• [Your objective] The answer should contain every entry below, copied exactly.

• [The data]
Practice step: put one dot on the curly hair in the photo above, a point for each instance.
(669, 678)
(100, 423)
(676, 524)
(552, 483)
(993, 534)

• [Solved exercise]
Practice step: put one dot on the curly hair in the photo above, a point for each instance.
(669, 678)
(100, 423)
(676, 524)
(552, 483)
(993, 534)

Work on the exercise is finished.